**Items**.
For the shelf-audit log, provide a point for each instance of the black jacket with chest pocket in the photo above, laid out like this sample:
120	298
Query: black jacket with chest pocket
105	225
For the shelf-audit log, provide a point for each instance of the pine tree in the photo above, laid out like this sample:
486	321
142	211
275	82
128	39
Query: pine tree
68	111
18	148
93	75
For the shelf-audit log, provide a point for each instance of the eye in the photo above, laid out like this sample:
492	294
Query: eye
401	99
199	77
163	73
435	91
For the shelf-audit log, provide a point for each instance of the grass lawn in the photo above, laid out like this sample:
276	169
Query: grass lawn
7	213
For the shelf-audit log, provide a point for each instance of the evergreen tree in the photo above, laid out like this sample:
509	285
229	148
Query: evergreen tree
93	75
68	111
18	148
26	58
--
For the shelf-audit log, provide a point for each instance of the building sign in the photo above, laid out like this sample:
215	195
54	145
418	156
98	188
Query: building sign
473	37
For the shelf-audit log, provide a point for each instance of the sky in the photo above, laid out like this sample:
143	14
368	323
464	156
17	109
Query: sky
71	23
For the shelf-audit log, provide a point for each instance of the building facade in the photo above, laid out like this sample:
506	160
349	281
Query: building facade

**Written task**. Rewrite the data from the line containing "the building sign" down to the line containing "Query: building facade", changing "shelf-audit log" to "stock-check log" and leaving everything else in those lines as it is.

**Finished exercise**.
For the stock-check log, provide a point for each instance of the building sign in the photo above, laid out like this sample:
215	195
54	145
418	156
98	188
Query: building sign
473	37
For the stock-check log, provide a point for each instance of the sky in the photo above, laid out like this sample:
143	14
368	323
464	156
17	109
Query: sky
71	23
For the stock-check log, provide a point for each instance of the building facade in the photo above, laid out like this sample:
506	160
349	281
Query: building facade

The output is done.